→ AVAILABLE DATA
+---+

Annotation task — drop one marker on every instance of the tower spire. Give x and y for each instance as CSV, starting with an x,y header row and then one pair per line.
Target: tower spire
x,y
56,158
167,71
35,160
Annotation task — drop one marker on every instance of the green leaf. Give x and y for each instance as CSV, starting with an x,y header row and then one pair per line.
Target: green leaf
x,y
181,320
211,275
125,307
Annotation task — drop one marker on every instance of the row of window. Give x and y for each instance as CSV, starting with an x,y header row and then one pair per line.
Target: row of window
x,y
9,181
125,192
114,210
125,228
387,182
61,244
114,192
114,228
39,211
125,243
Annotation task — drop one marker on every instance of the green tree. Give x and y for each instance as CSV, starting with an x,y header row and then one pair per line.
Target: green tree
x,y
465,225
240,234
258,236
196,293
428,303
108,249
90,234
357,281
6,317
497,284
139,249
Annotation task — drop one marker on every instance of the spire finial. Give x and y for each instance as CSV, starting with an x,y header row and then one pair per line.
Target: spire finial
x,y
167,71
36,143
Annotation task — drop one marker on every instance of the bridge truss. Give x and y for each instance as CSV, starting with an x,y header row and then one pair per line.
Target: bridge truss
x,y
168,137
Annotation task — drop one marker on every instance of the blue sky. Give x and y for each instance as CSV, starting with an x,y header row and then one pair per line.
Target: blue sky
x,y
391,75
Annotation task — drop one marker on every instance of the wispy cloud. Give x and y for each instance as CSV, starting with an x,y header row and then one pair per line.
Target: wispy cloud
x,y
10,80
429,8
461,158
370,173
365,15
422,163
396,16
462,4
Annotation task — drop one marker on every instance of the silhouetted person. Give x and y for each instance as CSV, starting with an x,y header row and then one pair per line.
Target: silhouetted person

+---+

→ REQUIREMENTS
Update the lines above by changing each "drop one marker" to "place a single point". Keep everything else the same.

→ EXERCISE SOLUTION
Annotation task — place a single point on every instance of the tower spire. Give x and y for each instance as CSV, starting with an x,y header row and then one pair per line.
Target: tower spire
x,y
56,158
167,71
35,160
Annotation task — place a single point on every instance of the green leaf. Give x and y for each instance as CSV, starting with an x,y header row and then one pair per line.
Target: green leaf
x,y
181,320
211,275
125,307
Annotation task — place a single point on every instance of the row of window. Give x and y for each instance as CSV, starting with an x,y header row and then one pair per line.
Target: row of window
x,y
9,181
125,192
114,210
125,228
387,182
61,244
114,192
114,228
39,211
125,243
Annotation task — place a single point on every instance of the green tree. Give x and y for each instance as CSV, starting with an x,y header row and then one pair per line.
Target: green tree
x,y
465,225
240,234
258,236
196,293
428,303
108,249
90,234
357,281
6,317
497,284
139,249
Annotation task — place a single point on every instance of the spire finial. Give x and y for each instance as CSV, starting with an x,y header row and then one pair per line.
Target: spire finial
x,y
167,71
36,143
Annotation task — place a single point on every instance of the bridge truss. Give x and y for each instance as CSV, starting with an x,y header row and then one pair per line.
Target: bridge truss
x,y
168,137
Annotation task — place a single point on every instance of the blue sky. Give x and y for each instance as CSV, starting with an x,y header row and then one pair per line.
Target: blue sky
x,y
391,75
Annotation task — place a single point on every instance of the wispy cloud. Give x and y for each instance as CSV, starting with an x,y header row and then one pair per line.
Target: wispy cloud
x,y
10,80
429,8
461,158
370,173
365,15
422,163
396,16
462,4
Annotation task — place a single point on every instance of the silhouetted person. Give x and y for each instance as CSV, starting with an x,y header row and then one pair per line.
Target: silhouetted person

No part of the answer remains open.